前言

在前面我们大致介绍了什么是意图识别，把这个问题抽象出来其实是一个分类问题。在结构上面，我们使用LSTM来提取特征,Softmax来进行最后的多分类。由于语料的限制，我们目前仅考虑电台,音乐，问答类等三类的意图识别。更多种类的意图识别, 其实也是把更多种类的语料加入进来，修改softmax的分类数。最后的目标是在这三类的分类准备率能够达到90%。

我们将考虑使用 keras(严格意义上只能说是一个接口)来实现这个意图识别的工作。

整体流程

图一意图分类训练流程

我们整体的流程如图所示，首先是利用对语料语料进行预处理，包括去除语料的标点符号，去除停用词等等。将语料初始化以后便是利用word2vec生成词向量, 生成词向量以后便是利用LSTM来进行特征提取,最后便是利用softmax来完成我们的意图分类工作。整体流程非常的清晰。

数据说明

我们的数据有三个文件，一个是question.txt, 一个是music.txt, 一个是station.txt。我们展示一下数据的格式，大家按照如下结构组织训练即可，至于更多分类是一样的。

music.txt

我想听千千阙歌

汪峰的歌曲

question.txt

天为甚么这么蓝

中国有多大

station.txt

我要听郭德纲的相声

交通广播电台

语料预处理

在语料预处理这块，我们的工作目前做的很粗糙，仅仅是将语料按照1:1:1的比例提取出来进行训练，这里有个问题大家可以思考一下，为什么我们在训练的时候要尽量使不同类别的数据按照1:1:1的比例来进行训练.

生成词向量

生成词向量的过程，是将语料从文字转化为数值，方便程序后续处理的过程。我们直接使用word2vec来进行训练的，至于word2Vec的原理，我们不在这里展开。在训练的时候，我们把所有一万五千条数据全部加入进行训练。

# -*- coding: UTF-8 -*-

import os

import numpy as np

from gensim.models.word2vec import Word2Vec

from gensim.corpora.dictionary import Dictionary

class Embedding(object):

    def __init__(self, dirname):

        self.dirname = dirname

    def __iter__(self):

        for fname in os.listdir(self.dirname):

            for line in open(os.path.join(self.dirname, fname)):

                yield line.split()

 if __name__ == '__main__':

    // 训练word2vec模型

    sentences = Embedding('../data/') # a memory-friendly iterator

代码的架构如下

图二：多层LSTM提取特征,外接softmax 三分类

 # -*- coding: utf-8 -*-

 import yaml

 import sys

 reload(sys)

## [任务要求]
a – 根据这篇关于意图识别的节选，目前考虑识别的是哪三类意图？
b – 请从这篇关于意图识别的节选结束的地方往下续写。
下面这些行取自另一个来源。

## [数据行]

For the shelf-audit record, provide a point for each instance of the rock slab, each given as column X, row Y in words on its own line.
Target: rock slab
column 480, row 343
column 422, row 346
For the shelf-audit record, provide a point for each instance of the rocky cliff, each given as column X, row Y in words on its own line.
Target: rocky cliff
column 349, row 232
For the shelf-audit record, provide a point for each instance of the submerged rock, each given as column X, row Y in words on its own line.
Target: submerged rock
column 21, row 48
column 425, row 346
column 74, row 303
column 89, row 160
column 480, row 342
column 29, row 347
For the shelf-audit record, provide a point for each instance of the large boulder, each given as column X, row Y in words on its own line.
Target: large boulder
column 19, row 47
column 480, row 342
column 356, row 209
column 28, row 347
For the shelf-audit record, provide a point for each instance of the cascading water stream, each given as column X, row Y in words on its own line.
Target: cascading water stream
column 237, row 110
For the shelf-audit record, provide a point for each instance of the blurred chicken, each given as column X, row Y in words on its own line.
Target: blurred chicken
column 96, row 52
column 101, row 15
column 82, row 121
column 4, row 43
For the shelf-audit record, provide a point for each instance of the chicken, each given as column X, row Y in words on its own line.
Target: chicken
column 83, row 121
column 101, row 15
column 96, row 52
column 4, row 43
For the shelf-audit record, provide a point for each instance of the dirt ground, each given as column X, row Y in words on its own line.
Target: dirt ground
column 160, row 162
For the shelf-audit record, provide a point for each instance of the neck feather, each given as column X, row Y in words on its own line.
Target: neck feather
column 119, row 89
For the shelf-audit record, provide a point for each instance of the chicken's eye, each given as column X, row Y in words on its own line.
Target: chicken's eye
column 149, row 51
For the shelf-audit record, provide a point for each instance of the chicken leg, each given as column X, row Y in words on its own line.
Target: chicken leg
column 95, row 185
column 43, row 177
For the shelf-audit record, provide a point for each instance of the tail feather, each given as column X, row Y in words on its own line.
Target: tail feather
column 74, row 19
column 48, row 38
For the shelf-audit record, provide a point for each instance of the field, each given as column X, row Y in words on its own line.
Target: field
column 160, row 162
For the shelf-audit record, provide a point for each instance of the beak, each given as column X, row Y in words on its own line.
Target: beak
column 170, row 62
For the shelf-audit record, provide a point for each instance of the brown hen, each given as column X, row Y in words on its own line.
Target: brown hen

## [回答列表]
a – 电台、音乐和问答类。

b –
 sys.setdefaultencoding("utf-8")

 from sklearn.cross_validation import train_test_split

 import multiprocessing

 import numpy as np

 from keras.utils import np_utils

 from gensim.models.word2vec import Word2Vec

 from gensim.corpora.dictionary import Dictionary

 from keras.preprocessing import sequence

 from keras.models import Sequential

 from keras.layers.embeddings import Embedding

 from keras.layers.recurrent import LSTM

 from keras.layers.core import Dense, Dropout,Activation

 from keras.models import model_from_yaml

 from sklearn.preprocessing import LabelEncoder

 np.random.seed(1337)  # For Reproducibility

 import jieba

 import pandas as pd

 sys.setrecursionlimit(1000000)

 # set parameters:

 vocab_dim = 100

 maxlen = 100

 n_iterations = 1  # ideally more..

 n_exposures = 10

 window_size = 7

 batch_size = 32

 n_epoch = 15

 input_length = 100

 cpu_count = multiprocessing.cpu_count()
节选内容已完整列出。